**DO THIS:** Copy the data below verbatim, leaving out the pictures.

[Dataset items]
===

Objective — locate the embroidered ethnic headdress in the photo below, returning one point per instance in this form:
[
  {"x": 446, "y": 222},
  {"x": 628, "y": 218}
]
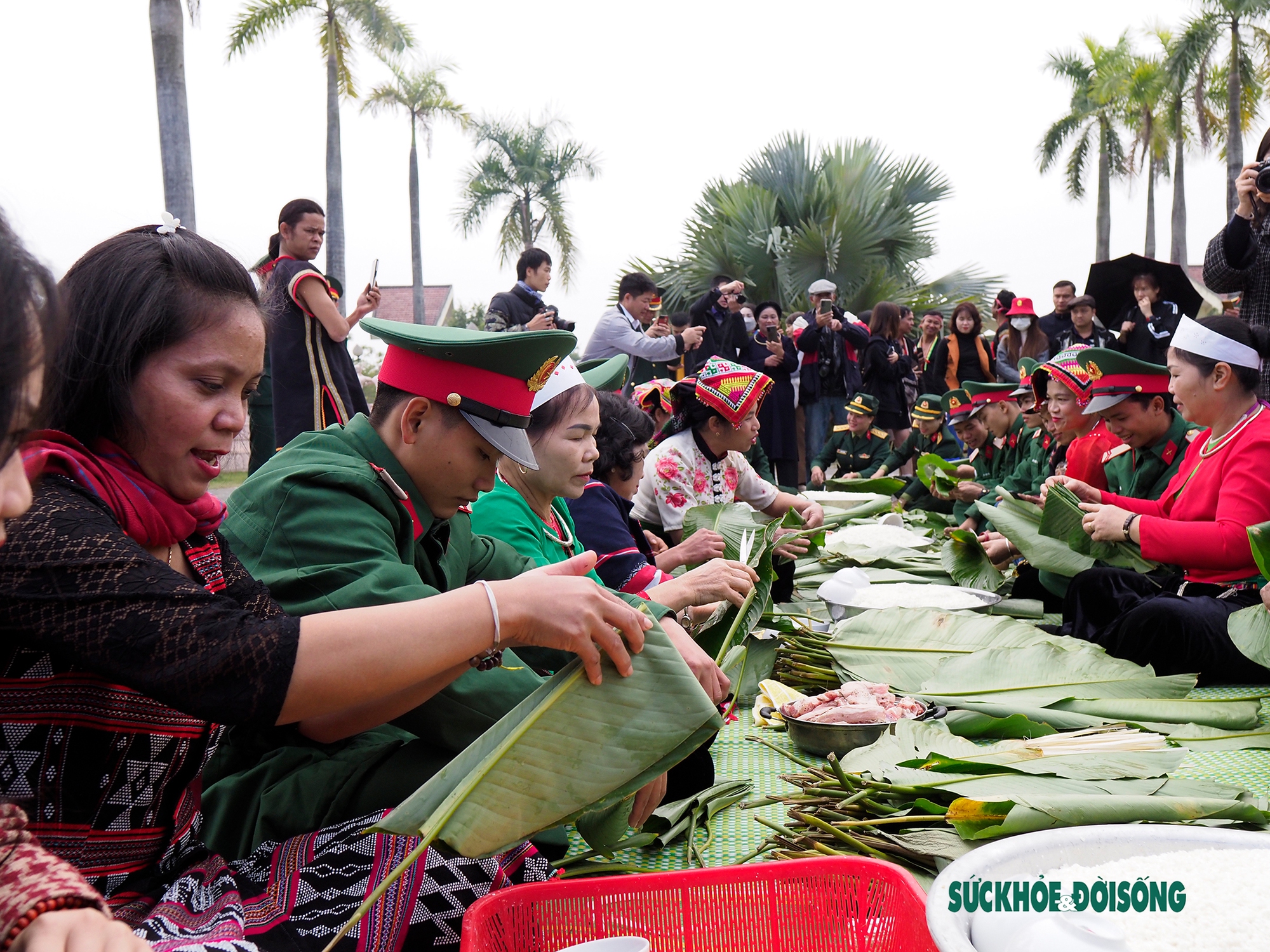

===

**THE RESPONSE:**
Objective — locate the embroidered ethnic headdress in the photo below, returning one point per instance in this form:
[
  {"x": 446, "y": 222},
  {"x": 628, "y": 218}
]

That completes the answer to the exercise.